### SUPPLIED ENTRIES
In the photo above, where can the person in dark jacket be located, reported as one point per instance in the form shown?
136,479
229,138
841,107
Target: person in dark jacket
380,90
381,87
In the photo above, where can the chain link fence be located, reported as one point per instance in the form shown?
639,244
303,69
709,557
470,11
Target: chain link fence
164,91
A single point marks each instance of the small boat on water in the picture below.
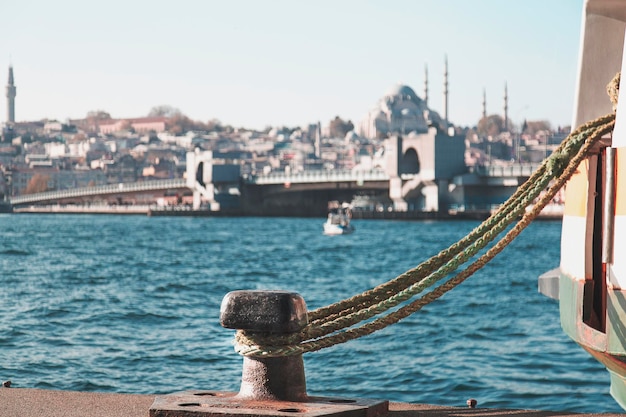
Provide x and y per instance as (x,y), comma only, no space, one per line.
(590,283)
(338,220)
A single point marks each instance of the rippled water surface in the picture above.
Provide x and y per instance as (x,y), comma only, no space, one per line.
(131,304)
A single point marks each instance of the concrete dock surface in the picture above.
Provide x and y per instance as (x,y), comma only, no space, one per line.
(26,402)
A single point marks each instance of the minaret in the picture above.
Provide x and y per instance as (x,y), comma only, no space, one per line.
(445,92)
(484,104)
(11,93)
(426,85)
(318,140)
(506,108)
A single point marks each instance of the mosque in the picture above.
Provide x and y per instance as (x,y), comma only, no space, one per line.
(402,111)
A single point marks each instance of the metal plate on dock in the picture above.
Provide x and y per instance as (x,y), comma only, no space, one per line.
(219,403)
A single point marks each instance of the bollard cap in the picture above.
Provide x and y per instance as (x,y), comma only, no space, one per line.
(264,311)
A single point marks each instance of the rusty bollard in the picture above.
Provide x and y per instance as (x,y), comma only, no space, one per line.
(269,386)
(268,312)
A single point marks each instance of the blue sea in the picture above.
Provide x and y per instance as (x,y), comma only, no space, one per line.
(130,304)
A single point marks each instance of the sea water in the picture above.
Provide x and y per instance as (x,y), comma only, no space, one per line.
(130,304)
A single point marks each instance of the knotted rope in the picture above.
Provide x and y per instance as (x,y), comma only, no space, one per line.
(335,324)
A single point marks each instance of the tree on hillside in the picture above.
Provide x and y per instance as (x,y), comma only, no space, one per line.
(164,111)
(37,184)
(98,115)
(339,128)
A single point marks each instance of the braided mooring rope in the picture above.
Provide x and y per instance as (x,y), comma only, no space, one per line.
(333,324)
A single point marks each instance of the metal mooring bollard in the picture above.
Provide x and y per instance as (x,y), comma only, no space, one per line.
(269,386)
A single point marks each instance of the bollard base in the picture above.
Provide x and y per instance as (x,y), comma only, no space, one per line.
(222,404)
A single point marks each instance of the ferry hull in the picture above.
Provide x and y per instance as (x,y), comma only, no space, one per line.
(608,346)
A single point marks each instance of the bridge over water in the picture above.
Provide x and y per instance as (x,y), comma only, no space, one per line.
(273,183)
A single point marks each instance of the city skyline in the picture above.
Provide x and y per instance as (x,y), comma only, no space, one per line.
(289,64)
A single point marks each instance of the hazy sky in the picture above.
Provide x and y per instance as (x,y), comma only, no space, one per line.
(265,62)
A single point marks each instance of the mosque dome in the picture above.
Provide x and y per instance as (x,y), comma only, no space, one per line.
(402,92)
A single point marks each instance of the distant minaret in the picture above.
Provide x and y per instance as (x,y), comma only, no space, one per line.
(318,140)
(11,93)
(445,92)
(484,104)
(426,85)
(506,108)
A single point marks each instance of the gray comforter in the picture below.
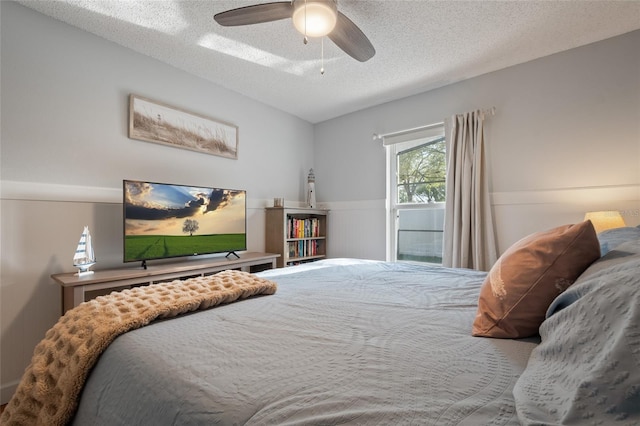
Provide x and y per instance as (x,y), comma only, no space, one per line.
(341,342)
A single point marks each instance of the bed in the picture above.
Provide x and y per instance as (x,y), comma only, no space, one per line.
(346,341)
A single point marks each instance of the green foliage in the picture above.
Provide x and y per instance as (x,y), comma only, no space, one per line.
(138,247)
(421,173)
(190,226)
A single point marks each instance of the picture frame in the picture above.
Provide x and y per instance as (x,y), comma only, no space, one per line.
(153,121)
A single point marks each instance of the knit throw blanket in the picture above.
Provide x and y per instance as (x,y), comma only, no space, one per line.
(51,385)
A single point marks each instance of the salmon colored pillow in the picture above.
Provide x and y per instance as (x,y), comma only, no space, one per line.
(527,277)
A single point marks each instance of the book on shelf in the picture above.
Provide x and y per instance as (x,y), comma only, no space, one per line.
(303,228)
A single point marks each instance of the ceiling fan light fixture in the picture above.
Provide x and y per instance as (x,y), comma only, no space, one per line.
(315,18)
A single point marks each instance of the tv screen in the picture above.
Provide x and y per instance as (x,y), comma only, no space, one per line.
(167,220)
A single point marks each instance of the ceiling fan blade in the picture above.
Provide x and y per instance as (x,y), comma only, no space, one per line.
(348,37)
(255,14)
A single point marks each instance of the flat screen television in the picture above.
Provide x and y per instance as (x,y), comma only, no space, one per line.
(164,220)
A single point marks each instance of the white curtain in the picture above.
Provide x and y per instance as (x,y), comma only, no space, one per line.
(469,239)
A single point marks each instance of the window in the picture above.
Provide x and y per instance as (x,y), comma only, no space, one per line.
(416,194)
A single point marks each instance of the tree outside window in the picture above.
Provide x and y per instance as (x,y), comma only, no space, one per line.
(421,173)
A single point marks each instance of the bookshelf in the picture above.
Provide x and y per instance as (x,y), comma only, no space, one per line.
(298,234)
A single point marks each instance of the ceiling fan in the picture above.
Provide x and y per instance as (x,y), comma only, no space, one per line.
(312,18)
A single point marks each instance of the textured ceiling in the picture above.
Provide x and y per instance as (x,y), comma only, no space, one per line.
(420,45)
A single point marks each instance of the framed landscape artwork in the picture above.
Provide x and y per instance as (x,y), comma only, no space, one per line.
(153,121)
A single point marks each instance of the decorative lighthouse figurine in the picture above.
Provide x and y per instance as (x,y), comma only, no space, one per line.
(311,190)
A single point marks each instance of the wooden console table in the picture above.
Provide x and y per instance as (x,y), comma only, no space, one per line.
(75,287)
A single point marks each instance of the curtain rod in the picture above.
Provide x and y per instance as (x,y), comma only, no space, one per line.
(378,136)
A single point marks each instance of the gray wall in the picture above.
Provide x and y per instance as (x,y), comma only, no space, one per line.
(565,140)
(65,152)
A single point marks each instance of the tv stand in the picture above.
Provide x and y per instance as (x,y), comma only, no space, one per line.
(74,288)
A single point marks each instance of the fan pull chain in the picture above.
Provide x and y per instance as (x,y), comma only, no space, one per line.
(322,56)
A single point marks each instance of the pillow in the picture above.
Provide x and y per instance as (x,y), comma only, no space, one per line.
(585,370)
(524,281)
(611,238)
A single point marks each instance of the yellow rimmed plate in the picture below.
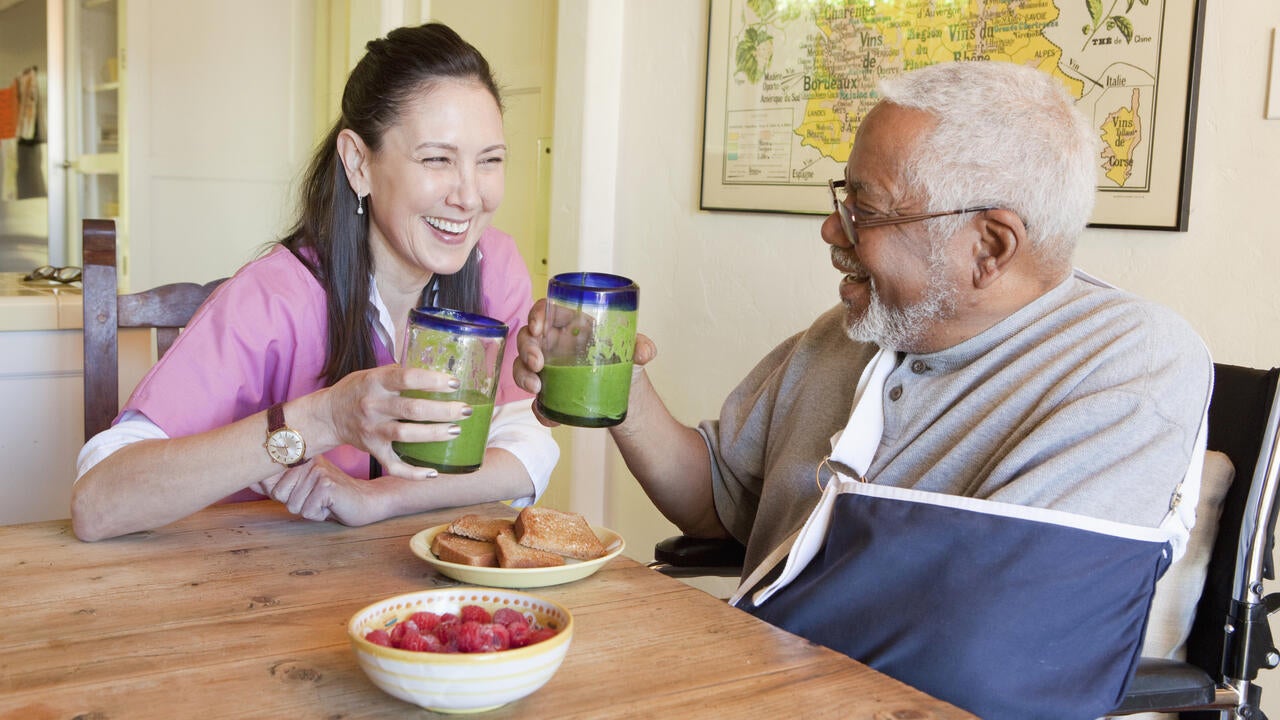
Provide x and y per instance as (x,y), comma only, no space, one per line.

### WHAT YOU SHOULD DO
Please copy the entries in full. Leave each image out.

### EXERCISE OUTPUT
In the photo above, where can the person in dark jacket be located, reported as one point per instance in the form shown?
136,479
229,138
841,107
Target: person in dark jacket
380,90
381,87
In the photo above, where can the chain link fence be located, reported as one point per instance in the form shown?
639,244
303,69
709,557
470,11
Target: chain link fence
164,91
A single point marks each instance of the small boat on water in the picture below.
Provide x and y per instance as (x,y), comma only, no space, one per line.
(590,283)
(338,220)
A single point marks each instance of the rippled water surface in the picture above.
Provide x and y per instance as (x,y), comma only, no space, one per line.
(131,304)
A single point marks each instance of the concrete dock surface in the picture above.
Provide x and y per instance as (x,y), comma only, no space, one per line.
(26,402)
A single point marks each instance of the minaret in the picture above.
Provide x and y per instance as (x,y), comma only, no space, one per line.
(445,92)
(484,104)
(11,93)
(426,85)
(318,140)
(506,108)
A single point marks each instance of the mosque in the picture above.
Provide x and y per instance as (x,y), comma only, no space, one per line.
(402,111)
A single point marks each instance of the metal plate on dock in the picture above.
Provide x and y per instance as (x,y), comma only, no space, one per line.
(219,403)
A single point marks each instance of the bollard cap in the picture above.
Provide x and y per instance as (x,y), comma only, no space, one per line.
(264,311)
A single point marks each instance of the rusty bollard in the picture above.
Provide x and y per instance as (x,y), comma only, no space, one per line.
(269,386)
(268,312)
A single point marks each instance of the blue sea in the picture above.
Provide x and y per instance as (x,y), comma only, no space, one per line.
(130,304)
A single point marks each instance of the sea water in the picture above.
Provide x and y per instance as (x,y), comma only, no space, one per line.
(130,304)
A single point marks each instance of the knotted rope in the picture above.
Provide x and y per instance as (x,y), comma only, no space, one per line.
(335,324)
A single point marks each instance of the tree on hillside in the picture above.
Provide x and y per instance as (x,y), comma only, no space, one per line.
(164,111)
(37,184)
(98,115)
(339,128)
A single point marks each instance of the braided mooring rope in the picture above.
Provide x and y per instance as (x,y), comma only, no space, one per line.
(333,324)
A single point marks each instance of the metal mooring bollard in the picture above.
Provide x and y per instance as (x,y), comma only, no space, one per line.
(269,386)
A single point marks each instance of the bollard base in the picture above.
Provide x and y per instance as (x,y), comma only, no space, one per line.
(222,404)
A single point marks each instance of the ferry hull in the picture above.
Provide x and y per instance as (x,y), comma only, no space, one per line.
(608,346)
A single point marks each instance of the bridge over water in the picture above.
Provide x and y per instance as (x,y), comma only, no space, one per line.
(273,183)
A single point marks each instance of the city skyline in the picture above.
Provide x and y per instance as (x,y), comma only, no space, one per line.
(289,64)
A single point marks each instance of the hazy sky in the picture above.
Provide x and y per instance as (x,y), comma only, no space, one per line.
(265,62)
A single point marks each instance of the mosque dome in the picture above.
Provide x and y per instance as (x,y), comma only, no space, one per line.
(402,92)
A single point marks each instance of the distant minaret in the picture above.
Provide x and y per instance as (x,y), comma only, no space, one per line.
(318,140)
(11,93)
(445,92)
(484,104)
(426,85)
(506,108)
A single point marks each instance of the gray comforter in the picture below.
Provide x and y per instance as (x,y), comma only, no space, one per line.
(341,342)
A single point marks each instance of the bed in the picture above.
Provide x and y per instance as (x,y), comma only, no space, one per line.
(346,341)
A single point marks each instance of the green foliage in the picture above.
Provide x and y per instance as (x,y), comma only, no space, one per line.
(138,247)
(421,173)
(190,226)
A single point marks each instance of the picture frame in the picture above.
Provide x and y per instance as (x,y), comma only, no space, one per line.
(153,121)
A single point marks each instance of the knit throw blanket in the picture above.
Provide x and y per instance as (x,y), comma only, no space, one per line.
(51,385)
A single point marks each instance of the salmon colored pillow in the picture above.
Provide x and y per instance as (x,y), comma only, no space, one per line.
(527,277)
A single point marks each instance of the book on shelf in the picture above.
Provide x and y per instance as (x,y), comma only, no space, one per line.
(303,228)
A single point marks each instance of the ceiling fan light fixture in the picture above.
Provide x and y per instance as (x,y), comma only, no space, one per line.
(315,18)
A single point marks each instance of the tv screen in the picture above.
Provide x and y per instance as (x,y), comma only, no space, one per line.
(167,220)
A single point marks each instance of the ceiling fan blade in the picture above.
Provide x and y per instance as (x,y), comma only, no space, one per line.
(348,37)
(255,14)
A single point marks each instance of the flat screen television in the picture above.
Provide x and y per instance as (x,y), comma only, no space, one per line.
(164,220)
A single point marks each instance of the white curtain in the picture above.
Provide x and y per instance as (x,y), comma only, no space, one per line.
(469,239)
A single point marks each instance of the window in the picture above.
Provide x and y per instance as (x,y), comma only, no space, one per line.
(416,194)
A single point marks each instance of the tree outside window in the picture above.
Provide x and y per instance as (x,y), comma only, no space, one per line.
(421,173)
A single point marks each instance of the bookshelf in the picture above.
Provide x and y per instance as (x,y), comma only, no space, one per line.
(298,234)
A single point marks each instance of the ceiling fan in the picture above.
Provide x and y per instance as (x,y), comma only, no space, one per line.
(312,18)
A single point marks each instance of the textured ceiling in the picture above.
Provide x and y per instance as (x,y), comma only, no space, one per line.
(420,45)
A single point marks each instance of the framed landscape artwork in the picture above.
Provide x and y per instance as (x,y), comma only, no space, one per line.
(153,121)
A single point marks each instance of the decorative lighthouse figurine in the picture above.
Provide x and y per instance as (x,y), comma only, no space, one per line.
(311,190)
A single point marks each instance of the wooden console table in the picture above.
Provide x and y per instance as (x,y), comma only, no space, one per line.
(75,287)
A single point marks each instance of the curtain rod in the picture above.
Provide x and y per instance as (x,y), comma only, no space, one per line.
(378,136)
A single point marks each instance of the gray wall in the picture above.
Provide x and y per instance as (x,y), comma only, no space, one per line.
(565,140)
(65,152)
A single point marks each instance of the tv stand in the picture above.
Provide x and y per instance as (x,y), comma only, no space, one per line.
(74,288)
A single point marks each instance of the fan pull chain in the picture above.
Provide x and y per instance as (x,y), comma only, no space, one per line.
(322,56)
A single point marks each instance of the pillow in the picture above.
Provide x and y per instance as (x,y), comma only, no space, one per line.
(585,370)
(524,281)
(611,238)
A single point marks each instance of the yellow rimmed plate in the picture below.
Provide x and y per instance as (x,y), comma only, no space, one per line.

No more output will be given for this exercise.